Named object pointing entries
>> begin

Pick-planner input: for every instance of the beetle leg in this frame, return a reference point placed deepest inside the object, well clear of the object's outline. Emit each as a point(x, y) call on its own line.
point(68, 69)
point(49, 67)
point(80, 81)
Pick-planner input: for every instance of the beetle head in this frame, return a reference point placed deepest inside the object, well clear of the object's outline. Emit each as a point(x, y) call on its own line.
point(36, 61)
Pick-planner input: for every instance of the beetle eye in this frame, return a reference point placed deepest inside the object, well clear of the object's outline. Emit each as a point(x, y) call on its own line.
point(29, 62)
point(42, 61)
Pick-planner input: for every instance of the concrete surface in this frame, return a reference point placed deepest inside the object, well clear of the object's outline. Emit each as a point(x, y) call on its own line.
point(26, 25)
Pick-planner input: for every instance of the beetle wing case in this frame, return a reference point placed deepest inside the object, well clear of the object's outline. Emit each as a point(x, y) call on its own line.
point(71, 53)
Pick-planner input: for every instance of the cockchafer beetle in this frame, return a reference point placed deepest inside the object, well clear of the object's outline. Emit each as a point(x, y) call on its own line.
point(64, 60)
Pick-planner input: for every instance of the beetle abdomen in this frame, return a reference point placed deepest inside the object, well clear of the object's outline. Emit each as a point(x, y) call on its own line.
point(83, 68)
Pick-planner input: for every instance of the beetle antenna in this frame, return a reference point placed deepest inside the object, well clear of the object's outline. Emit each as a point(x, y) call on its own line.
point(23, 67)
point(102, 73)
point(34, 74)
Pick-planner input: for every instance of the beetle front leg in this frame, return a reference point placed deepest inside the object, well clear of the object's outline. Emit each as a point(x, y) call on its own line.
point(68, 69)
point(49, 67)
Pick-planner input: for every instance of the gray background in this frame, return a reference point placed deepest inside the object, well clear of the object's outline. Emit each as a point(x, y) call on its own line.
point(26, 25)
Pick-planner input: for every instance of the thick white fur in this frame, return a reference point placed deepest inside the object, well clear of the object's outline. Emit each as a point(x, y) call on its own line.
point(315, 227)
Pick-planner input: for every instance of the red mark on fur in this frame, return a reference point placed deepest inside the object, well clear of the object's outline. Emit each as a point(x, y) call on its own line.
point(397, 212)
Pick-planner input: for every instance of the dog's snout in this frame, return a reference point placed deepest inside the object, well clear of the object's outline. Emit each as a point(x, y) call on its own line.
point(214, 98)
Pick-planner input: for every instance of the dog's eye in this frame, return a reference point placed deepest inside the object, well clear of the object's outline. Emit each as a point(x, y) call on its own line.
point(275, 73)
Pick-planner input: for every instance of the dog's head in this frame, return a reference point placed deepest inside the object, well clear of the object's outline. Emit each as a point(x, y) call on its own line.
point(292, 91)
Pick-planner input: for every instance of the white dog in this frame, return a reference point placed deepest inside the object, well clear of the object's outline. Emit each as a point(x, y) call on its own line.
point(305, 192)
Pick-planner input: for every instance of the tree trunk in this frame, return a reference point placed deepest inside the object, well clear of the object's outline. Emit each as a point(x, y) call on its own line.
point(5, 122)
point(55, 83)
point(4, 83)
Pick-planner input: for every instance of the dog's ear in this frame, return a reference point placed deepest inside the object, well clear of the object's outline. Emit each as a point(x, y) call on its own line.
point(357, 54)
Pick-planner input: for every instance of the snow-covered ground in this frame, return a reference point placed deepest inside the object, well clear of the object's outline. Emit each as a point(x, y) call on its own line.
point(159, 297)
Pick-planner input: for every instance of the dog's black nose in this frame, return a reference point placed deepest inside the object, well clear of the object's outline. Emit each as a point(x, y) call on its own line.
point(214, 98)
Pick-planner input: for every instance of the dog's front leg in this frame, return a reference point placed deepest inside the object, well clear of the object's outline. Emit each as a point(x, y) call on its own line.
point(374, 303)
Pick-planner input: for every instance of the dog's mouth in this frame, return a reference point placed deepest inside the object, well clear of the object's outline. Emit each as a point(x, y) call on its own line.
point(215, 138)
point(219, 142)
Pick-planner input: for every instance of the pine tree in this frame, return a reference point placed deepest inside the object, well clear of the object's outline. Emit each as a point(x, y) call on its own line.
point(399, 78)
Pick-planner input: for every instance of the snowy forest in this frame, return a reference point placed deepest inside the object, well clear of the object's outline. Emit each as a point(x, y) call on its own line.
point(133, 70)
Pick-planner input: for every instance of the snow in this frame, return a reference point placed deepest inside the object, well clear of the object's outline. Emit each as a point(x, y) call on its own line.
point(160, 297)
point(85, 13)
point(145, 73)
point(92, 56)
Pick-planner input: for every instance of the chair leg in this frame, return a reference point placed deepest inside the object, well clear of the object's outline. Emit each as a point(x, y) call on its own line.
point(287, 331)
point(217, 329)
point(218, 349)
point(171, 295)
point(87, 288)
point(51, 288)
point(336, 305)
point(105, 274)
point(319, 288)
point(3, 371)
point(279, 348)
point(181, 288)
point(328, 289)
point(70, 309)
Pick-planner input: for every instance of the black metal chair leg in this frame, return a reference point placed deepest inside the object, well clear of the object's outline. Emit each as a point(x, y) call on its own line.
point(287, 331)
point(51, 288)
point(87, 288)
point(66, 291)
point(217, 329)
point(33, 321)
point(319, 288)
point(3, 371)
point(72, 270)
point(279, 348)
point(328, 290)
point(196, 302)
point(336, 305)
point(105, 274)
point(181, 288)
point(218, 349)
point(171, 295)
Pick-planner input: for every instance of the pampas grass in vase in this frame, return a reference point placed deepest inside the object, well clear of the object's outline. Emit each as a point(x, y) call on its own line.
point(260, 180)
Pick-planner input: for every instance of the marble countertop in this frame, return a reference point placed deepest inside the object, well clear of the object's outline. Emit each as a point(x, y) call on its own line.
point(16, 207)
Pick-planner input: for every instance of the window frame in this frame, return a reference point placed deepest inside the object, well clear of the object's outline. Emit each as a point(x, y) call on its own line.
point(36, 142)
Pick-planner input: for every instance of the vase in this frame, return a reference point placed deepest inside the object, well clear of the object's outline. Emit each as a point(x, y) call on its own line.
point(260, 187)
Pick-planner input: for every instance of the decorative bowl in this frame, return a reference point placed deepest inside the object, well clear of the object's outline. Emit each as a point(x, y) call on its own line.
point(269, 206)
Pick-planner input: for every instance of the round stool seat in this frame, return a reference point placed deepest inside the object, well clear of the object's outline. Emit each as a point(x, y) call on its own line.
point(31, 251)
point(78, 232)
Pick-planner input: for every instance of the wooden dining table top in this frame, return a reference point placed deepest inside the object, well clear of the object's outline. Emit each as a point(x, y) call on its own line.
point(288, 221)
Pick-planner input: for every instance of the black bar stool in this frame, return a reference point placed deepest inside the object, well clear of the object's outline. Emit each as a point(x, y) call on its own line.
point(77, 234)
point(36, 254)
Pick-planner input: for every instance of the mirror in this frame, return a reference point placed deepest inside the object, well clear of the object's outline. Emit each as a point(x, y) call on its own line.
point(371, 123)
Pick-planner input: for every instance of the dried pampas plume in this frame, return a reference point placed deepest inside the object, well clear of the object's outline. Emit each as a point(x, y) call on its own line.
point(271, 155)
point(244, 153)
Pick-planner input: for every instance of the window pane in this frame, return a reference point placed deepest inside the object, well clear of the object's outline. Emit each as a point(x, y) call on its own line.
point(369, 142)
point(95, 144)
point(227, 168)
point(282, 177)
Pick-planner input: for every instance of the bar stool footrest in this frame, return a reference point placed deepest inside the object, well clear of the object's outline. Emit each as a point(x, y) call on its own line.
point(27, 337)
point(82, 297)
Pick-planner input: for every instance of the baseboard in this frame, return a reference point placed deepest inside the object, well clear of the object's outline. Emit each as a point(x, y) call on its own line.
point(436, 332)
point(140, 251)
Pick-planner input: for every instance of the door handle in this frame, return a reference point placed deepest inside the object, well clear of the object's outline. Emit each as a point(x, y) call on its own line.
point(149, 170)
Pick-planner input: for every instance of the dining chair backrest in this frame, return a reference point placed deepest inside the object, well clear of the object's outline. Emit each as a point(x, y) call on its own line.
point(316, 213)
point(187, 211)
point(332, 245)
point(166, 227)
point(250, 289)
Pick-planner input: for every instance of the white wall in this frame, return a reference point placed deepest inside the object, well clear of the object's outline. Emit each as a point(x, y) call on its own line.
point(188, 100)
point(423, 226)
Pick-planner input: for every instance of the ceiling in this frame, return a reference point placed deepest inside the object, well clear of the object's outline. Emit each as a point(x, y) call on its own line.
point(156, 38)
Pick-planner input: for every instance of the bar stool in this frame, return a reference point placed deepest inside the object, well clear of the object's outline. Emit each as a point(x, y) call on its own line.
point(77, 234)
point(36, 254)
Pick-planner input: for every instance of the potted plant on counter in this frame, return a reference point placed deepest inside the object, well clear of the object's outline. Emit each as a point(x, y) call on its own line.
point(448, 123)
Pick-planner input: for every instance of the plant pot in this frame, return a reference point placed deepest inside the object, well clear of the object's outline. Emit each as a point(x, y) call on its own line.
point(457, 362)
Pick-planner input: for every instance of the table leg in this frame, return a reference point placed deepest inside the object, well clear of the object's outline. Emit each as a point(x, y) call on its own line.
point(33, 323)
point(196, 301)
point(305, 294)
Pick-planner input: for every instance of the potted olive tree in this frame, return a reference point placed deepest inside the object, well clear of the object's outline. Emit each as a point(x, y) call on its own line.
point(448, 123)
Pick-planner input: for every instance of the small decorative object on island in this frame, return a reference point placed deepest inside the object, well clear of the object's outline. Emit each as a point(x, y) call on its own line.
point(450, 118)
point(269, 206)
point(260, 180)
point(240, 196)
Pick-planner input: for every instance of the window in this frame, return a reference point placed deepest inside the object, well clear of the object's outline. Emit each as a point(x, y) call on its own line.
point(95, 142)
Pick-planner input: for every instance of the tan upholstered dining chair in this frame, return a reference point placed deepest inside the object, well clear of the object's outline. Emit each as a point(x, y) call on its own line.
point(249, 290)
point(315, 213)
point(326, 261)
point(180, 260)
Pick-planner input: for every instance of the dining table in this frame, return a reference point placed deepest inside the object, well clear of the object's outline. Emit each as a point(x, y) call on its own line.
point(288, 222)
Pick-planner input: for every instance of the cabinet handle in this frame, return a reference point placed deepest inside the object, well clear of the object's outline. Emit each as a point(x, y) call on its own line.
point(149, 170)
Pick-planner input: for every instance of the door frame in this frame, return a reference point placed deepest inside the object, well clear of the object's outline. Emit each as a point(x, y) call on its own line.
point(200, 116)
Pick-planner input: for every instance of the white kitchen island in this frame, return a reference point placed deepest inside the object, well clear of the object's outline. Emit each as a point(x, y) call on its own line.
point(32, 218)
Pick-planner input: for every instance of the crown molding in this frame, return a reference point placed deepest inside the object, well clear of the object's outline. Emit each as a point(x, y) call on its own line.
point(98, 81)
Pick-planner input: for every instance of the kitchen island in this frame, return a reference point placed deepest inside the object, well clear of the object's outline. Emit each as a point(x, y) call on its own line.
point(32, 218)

>> end

# What is required
Rewrite the entries from the line with "Pick-planner input: for every instance of the vase" up to and including the line with "point(371, 123)", replacing "reference point" with "target point" and leaving everything else unchanged.

# Written response
Pick-planner input: for every instance of the vase in this frame, return a target point placed deepest inside the object, well clear of the object's outline. Emit each as a point(x, y) call on its own line.
point(260, 187)
Pick-planner input: for every instance of the decorative bowl in this frame, return a target point placed deepest inside the object, well clear of the object's outline. Emit each as a point(x, y) call on its own line.
point(269, 206)
Pick-planner input: for every instance of the round stool seat in this frame, return a target point placed deepest inside the object, well clear of the object's outline. Emit each as a point(x, y) call on its own line.
point(31, 251)
point(78, 232)
Pick-planner input: for every instance of the wooden dining table top in this frame, return a target point placed deepest inside the object, well clear of the object's outline. Emit each as a point(x, y) call on its own line.
point(288, 221)
Pick-planner input: for every instance of the black bar stool in this frame, return a target point placed deepest inside the object, well clear of the object's outline. Emit each as a point(x, y) call on its own line.
point(77, 234)
point(36, 254)
Pick-planner input: for every instance of the mirror in this frame, return a target point placed deepest inside the object, well clear of the object's outline. Emit each as a point(x, y) call on its own line.
point(371, 123)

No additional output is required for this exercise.